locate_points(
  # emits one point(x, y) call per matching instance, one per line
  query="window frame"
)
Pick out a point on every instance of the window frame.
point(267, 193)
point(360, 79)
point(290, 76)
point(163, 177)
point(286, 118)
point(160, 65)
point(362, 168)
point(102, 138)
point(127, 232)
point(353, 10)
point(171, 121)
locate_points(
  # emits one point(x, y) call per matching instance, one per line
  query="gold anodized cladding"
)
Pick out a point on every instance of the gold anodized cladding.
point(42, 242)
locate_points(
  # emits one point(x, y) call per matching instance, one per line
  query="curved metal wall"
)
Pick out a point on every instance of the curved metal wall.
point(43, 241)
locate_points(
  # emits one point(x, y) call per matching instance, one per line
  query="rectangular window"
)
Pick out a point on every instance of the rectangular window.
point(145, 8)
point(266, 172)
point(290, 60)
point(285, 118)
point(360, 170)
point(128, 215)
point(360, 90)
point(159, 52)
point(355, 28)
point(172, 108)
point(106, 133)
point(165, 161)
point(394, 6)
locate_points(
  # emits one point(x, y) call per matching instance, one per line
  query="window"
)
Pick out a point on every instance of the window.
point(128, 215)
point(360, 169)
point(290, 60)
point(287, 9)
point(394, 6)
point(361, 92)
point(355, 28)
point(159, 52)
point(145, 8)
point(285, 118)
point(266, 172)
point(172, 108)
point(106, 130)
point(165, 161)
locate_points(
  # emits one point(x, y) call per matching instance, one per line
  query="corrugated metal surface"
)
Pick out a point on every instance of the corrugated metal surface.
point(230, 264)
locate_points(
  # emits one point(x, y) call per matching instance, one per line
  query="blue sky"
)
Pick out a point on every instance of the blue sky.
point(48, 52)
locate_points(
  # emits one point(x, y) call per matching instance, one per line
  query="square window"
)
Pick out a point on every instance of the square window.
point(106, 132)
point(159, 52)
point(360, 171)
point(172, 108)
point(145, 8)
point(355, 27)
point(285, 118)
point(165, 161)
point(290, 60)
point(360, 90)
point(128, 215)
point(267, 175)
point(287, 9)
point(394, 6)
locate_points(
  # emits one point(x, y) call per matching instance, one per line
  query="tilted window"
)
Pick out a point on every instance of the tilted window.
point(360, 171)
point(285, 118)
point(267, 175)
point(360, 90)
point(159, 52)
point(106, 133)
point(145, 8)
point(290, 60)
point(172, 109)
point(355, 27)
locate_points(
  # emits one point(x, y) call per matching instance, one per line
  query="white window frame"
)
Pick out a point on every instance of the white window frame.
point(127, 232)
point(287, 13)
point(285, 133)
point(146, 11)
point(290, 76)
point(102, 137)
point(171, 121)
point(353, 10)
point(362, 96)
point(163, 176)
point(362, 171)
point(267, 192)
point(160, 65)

▬▬▬

TASK DIRECTIONS:
Reproduce each record exactly, leaving nothing out.

CORRECT OUTPUT:
locate_points(
  # emits one point(x, y) call per matching instance, one per line
  query="window frame"
)
Pick out a point on every instance of the window frame.
point(267, 193)
point(360, 79)
point(290, 76)
point(163, 177)
point(286, 118)
point(160, 65)
point(362, 168)
point(102, 138)
point(127, 232)
point(353, 10)
point(171, 121)
locate_points(
  # emits one point(x, y) call per matching instance, one per line
  query="gold anodized cladding"
)
Pick out a point on every instance of the gold anodized cladding.
point(42, 242)
locate_points(
  # emits one point(x, y) call per matching instance, one per line
  query="curved metal wall"
)
Pick out a point on every instance of the curved metal wall.
point(43, 241)
locate_points(
  # emits one point(x, y) call per matching instance, one per line
  query="rectangular window"
)
Pick out a point on every instance of the rectangular window.
point(145, 8)
point(266, 172)
point(290, 60)
point(285, 118)
point(360, 170)
point(128, 215)
point(360, 90)
point(159, 52)
point(355, 28)
point(172, 108)
point(106, 133)
point(165, 161)
point(394, 6)
locate_points(
  # emits one point(x, y) call per matching instance, one per line
  query="window"
)
Pick out a point on every instance of the window.
point(128, 215)
point(360, 169)
point(290, 60)
point(287, 9)
point(394, 6)
point(361, 92)
point(355, 28)
point(159, 52)
point(145, 8)
point(285, 118)
point(266, 172)
point(172, 108)
point(106, 130)
point(165, 161)
locate_points(
  # emits one point(x, y) call per matching instance, one per line
  query="corrugated metal surface"
)
Pick out a point on every instance of the corrugated metal surface.
point(230, 264)
locate_points(
  # emits one point(x, y) call per matching instance, one per line
  query="blue sky"
)
Pick out a point on every instance of the blue sky.
point(48, 52)
locate_points(
  # emits one point(x, y) call per matching instance, one per line
  query="square window"
)
Pick out a point on every instance of the square window.
point(106, 132)
point(159, 52)
point(360, 171)
point(172, 108)
point(145, 8)
point(355, 27)
point(285, 118)
point(165, 161)
point(290, 60)
point(360, 90)
point(128, 215)
point(267, 175)
point(287, 9)
point(394, 6)
locate_points(
  # emits one point(x, y) call per matching instance, one per line
  query="tilted window"
)
Pick out a point on every instance of the tilted window.
point(360, 171)
point(285, 118)
point(267, 175)
point(360, 90)
point(159, 52)
point(106, 133)
point(145, 8)
point(290, 60)
point(172, 109)
point(355, 27)
locate_points(
  # emits one point(x, y) call per matching instance, one per line
  query="white window frame"
)
Pick out a point on every instance of the white window frame.
point(127, 232)
point(287, 13)
point(285, 133)
point(146, 11)
point(290, 76)
point(102, 137)
point(171, 121)
point(353, 10)
point(362, 96)
point(163, 176)
point(362, 171)
point(267, 192)
point(160, 65)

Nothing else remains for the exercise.